**Stated exercise**
Rewrite the listing below as a numbered list, leaving out blank lines and omitting the pictures.

**Point annotations for photos**
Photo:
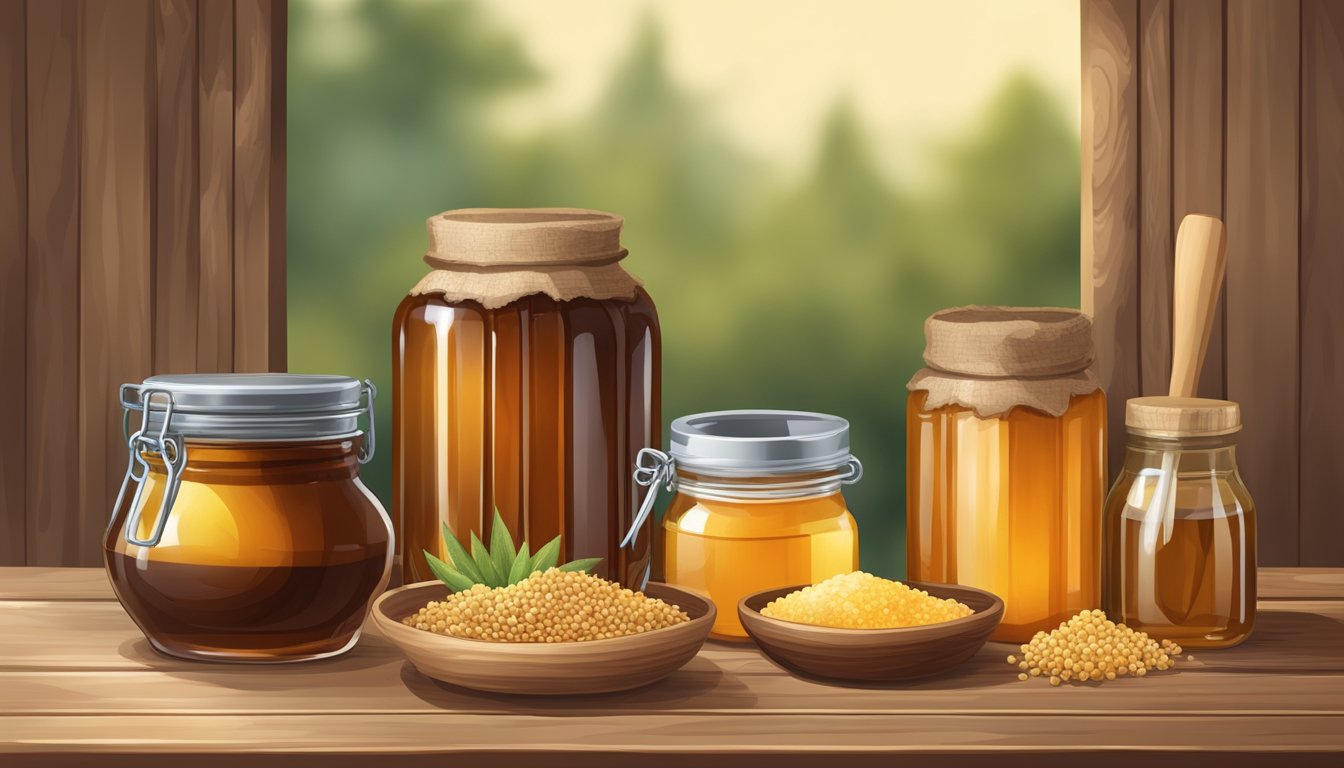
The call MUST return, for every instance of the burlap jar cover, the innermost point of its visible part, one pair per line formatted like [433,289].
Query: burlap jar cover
[496,256]
[991,359]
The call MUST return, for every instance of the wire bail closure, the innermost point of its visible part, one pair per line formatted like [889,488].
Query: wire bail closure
[167,444]
[652,468]
[367,392]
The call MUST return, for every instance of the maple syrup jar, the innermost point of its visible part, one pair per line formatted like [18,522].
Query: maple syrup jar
[242,531]
[526,378]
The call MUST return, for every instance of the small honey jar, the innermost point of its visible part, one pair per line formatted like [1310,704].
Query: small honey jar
[242,531]
[1179,527]
[757,503]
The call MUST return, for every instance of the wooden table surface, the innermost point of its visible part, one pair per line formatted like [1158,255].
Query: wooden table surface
[79,685]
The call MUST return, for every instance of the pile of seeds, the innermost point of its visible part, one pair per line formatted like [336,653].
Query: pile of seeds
[863,601]
[547,607]
[1092,647]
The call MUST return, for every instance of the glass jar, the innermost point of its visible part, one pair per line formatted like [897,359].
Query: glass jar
[1179,527]
[757,505]
[242,531]
[526,378]
[1005,440]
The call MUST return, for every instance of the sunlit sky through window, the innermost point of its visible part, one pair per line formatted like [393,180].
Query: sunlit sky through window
[769,70]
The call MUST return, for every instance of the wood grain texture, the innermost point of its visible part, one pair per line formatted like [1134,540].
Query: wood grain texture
[1292,635]
[54,525]
[1321,314]
[1198,143]
[1110,201]
[1155,170]
[260,186]
[116,246]
[117,194]
[14,276]
[1262,261]
[695,739]
[1281,692]
[176,210]
[215,102]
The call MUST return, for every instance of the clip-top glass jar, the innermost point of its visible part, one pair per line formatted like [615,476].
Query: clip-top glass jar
[1179,529]
[757,503]
[242,530]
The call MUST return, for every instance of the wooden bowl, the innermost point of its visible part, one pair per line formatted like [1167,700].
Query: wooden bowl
[544,669]
[874,655]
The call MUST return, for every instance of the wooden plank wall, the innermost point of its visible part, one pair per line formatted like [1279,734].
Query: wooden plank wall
[1233,108]
[141,223]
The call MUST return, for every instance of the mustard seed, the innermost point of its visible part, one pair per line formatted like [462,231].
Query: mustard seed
[549,607]
[1092,647]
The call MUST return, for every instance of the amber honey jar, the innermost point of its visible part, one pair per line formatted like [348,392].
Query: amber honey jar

**Response to the task**
1. Photo:
2. The call MUST return, for every instance of the burlap jar cover, the innermost point of its visible part, one pair per line formatted like [433,289].
3. Query: burlap jar cover
4. [496,256]
5. [991,359]
6. The call MUST return, for every instance of the wire bail closure, the innermost point of its visible part, one pair per line formatted like [889,488].
7. Query: wire bail closure
8. [167,444]
9. [652,468]
10. [367,392]
11. The call MUST return, for every instance of the maple syrup jar, the innermost point of its visible part, one pair per line formatted like [18,522].
12. Query: maple syrup jar
13. [242,531]
14. [526,378]
15. The call MUST return, for every instance of the small honey jar, the innermost point of its visible part, one pair per line formatted like [1310,704].
16. Query: small honey jar
17. [242,531]
18. [1179,527]
19. [757,503]
20. The call MUST return, for every instance of the wooden table surface, the innermost point of its visible part, one pair per line formatted like [1158,255].
21. Query: wooden table surface
22. [79,685]
23. The call MUST return, for every instance of the pile of seeds, the innermost point of its visible part, one pair per line formatted like [336,653].
24. Query: pile of seeds
25. [863,601]
26. [547,607]
27. [1092,647]
28. The call MUST return, for every instance of the glass jar, the innermost point of its visible part, one pair per line formatted like [897,359].
29. Query: glass jar
30. [1179,527]
31. [757,505]
32. [242,531]
33. [526,378]
34. [1005,440]
35. The call MUST return, for every instance of the sunlit sky through window, the innermost point of its visible part, one pair per line formatted like [393,180].
36. Query: sunlit sky through window
37. [769,70]
38. The call MUST return, for every instance of the wood grain texture, the innermost point of its visible part, one pair per line formatted like [1134,540].
39. Query: wood grain texture
40. [1292,635]
41. [54,525]
42. [1321,314]
43. [1198,143]
44. [1110,201]
45. [1155,170]
46. [260,186]
47. [116,246]
48. [117,194]
49. [14,276]
50. [1262,261]
51. [695,739]
52. [1281,692]
53. [176,210]
54. [215,102]
55. The call MUST return, for every instance of the clip-top glass jar, the innermost point of its visible part, one pair per line formatted like [615,476].
56. Query: clip-top glass jar
57. [1179,529]
58. [757,503]
59. [242,530]
60. The call MUST return, for every instance of the wooden bowl, the innermost point of its visible part, one pair per line formatted like [1167,700].
61. Query: wooden bowl
62. [544,669]
63. [874,655]
64. The call MUST return, for every instance of the wooden plank wall, the innermost point of its visible part, one pair per line formatted like [1279,734].
65. Query: wooden plank wall
66. [1233,108]
67. [141,223]
68. The call MUST return, for every instance of the mustard seed, the innermost point of its visible part, one pair per line formatted like [462,231].
69. Query: mustard seed
70. [549,607]
71. [1092,647]
72. The call MUST return, for every instance of the amber honey jar, the innermost point of its visible part, one pair per line formatted like [348,392].
73. Query: amber honey jar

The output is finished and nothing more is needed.